▶ _WHAT YOU ARE ASKED TO DO_
Lift out all lines below that contain "wall".

** Opening TASK INPUTS block **

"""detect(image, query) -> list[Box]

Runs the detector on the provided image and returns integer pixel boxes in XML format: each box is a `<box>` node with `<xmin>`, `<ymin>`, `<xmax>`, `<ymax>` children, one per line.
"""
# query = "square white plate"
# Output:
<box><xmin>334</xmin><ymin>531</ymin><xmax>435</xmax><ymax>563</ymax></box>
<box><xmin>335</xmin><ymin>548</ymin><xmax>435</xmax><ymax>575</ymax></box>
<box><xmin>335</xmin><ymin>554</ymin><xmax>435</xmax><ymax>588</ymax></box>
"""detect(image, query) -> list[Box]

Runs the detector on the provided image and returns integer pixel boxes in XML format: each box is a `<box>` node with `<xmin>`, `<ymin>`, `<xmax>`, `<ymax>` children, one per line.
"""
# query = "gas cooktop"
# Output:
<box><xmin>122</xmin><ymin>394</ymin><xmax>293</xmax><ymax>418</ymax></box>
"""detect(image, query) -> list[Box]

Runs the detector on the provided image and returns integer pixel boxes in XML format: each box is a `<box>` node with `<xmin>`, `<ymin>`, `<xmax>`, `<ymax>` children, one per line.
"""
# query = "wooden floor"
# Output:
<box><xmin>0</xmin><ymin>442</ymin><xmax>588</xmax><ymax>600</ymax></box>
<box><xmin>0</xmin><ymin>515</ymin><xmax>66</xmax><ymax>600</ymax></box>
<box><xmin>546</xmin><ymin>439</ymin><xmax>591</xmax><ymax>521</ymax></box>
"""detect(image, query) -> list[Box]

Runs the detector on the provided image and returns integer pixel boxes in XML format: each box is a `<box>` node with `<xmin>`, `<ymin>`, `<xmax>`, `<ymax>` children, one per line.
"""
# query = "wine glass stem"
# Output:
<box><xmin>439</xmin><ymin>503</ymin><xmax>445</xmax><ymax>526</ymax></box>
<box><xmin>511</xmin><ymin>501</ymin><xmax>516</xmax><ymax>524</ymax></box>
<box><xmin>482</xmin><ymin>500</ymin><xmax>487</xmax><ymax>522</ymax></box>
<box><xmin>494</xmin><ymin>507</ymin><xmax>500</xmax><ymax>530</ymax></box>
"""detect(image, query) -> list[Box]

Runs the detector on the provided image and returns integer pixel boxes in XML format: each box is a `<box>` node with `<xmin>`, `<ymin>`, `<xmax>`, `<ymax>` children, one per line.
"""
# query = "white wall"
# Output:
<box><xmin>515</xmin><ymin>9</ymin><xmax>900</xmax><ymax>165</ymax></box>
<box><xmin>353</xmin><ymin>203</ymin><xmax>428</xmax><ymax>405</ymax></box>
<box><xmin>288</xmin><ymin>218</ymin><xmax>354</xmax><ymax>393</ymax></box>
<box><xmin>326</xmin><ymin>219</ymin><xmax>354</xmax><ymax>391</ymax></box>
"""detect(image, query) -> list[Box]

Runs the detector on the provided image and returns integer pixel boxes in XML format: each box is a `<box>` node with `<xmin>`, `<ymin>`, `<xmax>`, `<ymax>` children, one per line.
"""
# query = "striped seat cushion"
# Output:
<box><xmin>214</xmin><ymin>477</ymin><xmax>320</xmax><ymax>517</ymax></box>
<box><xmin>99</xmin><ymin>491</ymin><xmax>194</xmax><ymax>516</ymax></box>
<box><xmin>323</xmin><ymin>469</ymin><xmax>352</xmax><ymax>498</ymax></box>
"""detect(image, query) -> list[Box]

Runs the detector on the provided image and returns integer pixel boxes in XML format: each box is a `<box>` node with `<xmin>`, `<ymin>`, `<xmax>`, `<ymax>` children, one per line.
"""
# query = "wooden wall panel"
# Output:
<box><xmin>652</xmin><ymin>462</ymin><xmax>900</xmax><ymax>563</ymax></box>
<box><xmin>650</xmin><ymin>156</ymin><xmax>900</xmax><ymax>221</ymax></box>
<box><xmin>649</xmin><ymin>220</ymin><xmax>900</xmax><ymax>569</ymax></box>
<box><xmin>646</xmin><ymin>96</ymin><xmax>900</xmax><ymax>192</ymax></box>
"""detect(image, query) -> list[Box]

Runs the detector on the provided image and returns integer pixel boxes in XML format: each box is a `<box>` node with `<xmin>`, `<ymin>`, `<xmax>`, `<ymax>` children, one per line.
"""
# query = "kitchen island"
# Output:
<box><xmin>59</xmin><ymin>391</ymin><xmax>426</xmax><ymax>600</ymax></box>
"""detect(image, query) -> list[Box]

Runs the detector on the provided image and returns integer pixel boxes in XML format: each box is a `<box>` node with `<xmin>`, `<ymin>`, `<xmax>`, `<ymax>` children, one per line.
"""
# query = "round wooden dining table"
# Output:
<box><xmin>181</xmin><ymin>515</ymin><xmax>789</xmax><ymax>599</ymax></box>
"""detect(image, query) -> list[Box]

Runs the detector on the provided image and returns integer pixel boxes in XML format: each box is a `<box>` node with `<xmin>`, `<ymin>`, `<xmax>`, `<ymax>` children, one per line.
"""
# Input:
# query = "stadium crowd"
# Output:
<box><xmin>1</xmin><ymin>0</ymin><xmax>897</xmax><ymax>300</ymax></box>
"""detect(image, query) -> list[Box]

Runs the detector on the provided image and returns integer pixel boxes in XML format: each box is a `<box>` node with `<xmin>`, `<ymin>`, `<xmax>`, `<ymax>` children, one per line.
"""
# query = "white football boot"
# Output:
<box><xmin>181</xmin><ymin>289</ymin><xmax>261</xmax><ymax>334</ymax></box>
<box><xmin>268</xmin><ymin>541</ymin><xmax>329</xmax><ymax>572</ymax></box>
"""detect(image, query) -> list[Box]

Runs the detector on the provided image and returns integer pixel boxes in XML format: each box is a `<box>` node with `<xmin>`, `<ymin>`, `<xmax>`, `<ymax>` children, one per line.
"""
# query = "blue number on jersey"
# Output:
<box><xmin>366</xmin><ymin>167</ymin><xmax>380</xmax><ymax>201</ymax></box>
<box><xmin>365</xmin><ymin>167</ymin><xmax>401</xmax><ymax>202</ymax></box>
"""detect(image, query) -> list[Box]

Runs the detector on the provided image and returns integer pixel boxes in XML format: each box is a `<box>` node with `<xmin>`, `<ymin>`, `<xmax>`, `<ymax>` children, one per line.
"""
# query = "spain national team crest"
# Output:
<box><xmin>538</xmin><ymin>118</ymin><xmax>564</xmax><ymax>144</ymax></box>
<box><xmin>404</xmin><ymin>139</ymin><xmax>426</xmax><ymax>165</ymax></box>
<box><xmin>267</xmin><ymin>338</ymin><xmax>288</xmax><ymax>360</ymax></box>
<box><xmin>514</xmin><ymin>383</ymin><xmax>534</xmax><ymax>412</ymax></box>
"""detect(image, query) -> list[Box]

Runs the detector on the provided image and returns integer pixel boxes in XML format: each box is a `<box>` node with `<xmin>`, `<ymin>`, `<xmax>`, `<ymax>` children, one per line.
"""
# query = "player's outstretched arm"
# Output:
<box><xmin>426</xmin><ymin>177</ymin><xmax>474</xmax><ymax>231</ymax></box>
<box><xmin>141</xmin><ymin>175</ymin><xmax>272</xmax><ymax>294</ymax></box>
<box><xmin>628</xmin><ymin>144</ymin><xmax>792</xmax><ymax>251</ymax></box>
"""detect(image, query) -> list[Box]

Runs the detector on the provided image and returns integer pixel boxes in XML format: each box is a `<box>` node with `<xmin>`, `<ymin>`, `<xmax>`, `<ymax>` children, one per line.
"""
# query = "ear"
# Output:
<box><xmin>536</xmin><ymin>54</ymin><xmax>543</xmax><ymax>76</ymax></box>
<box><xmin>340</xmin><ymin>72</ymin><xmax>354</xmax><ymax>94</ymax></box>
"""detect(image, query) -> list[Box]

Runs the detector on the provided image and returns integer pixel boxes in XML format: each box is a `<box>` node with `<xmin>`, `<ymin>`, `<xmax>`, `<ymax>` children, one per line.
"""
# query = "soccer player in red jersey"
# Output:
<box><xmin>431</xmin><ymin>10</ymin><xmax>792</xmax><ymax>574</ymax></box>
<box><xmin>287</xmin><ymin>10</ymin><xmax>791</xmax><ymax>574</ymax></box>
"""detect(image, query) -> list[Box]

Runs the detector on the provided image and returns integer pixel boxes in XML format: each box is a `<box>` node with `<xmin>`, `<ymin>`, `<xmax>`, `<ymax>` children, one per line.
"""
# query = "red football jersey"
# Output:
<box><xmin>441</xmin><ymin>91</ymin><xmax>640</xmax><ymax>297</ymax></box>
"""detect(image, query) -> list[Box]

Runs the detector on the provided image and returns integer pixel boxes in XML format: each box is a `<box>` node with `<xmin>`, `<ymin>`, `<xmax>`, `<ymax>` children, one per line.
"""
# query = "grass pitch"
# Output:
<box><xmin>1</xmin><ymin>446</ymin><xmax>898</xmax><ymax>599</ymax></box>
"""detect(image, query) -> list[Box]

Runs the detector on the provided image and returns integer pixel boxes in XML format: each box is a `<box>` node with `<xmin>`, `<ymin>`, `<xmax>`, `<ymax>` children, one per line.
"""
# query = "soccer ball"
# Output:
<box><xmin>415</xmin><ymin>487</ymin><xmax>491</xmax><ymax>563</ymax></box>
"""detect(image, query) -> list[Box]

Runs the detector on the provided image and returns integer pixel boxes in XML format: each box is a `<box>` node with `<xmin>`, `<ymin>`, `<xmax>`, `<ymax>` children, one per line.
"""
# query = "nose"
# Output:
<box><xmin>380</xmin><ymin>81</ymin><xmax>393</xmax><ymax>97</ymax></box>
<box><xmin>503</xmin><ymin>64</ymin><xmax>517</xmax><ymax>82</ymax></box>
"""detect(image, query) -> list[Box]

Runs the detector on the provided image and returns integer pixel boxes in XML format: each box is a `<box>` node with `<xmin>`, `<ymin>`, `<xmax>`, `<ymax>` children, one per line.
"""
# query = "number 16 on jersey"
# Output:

** Closing TASK INPUTS block **

▶ _RESULT OF THE TASK_
# query = "white wall"
# query = "wooden wall panel"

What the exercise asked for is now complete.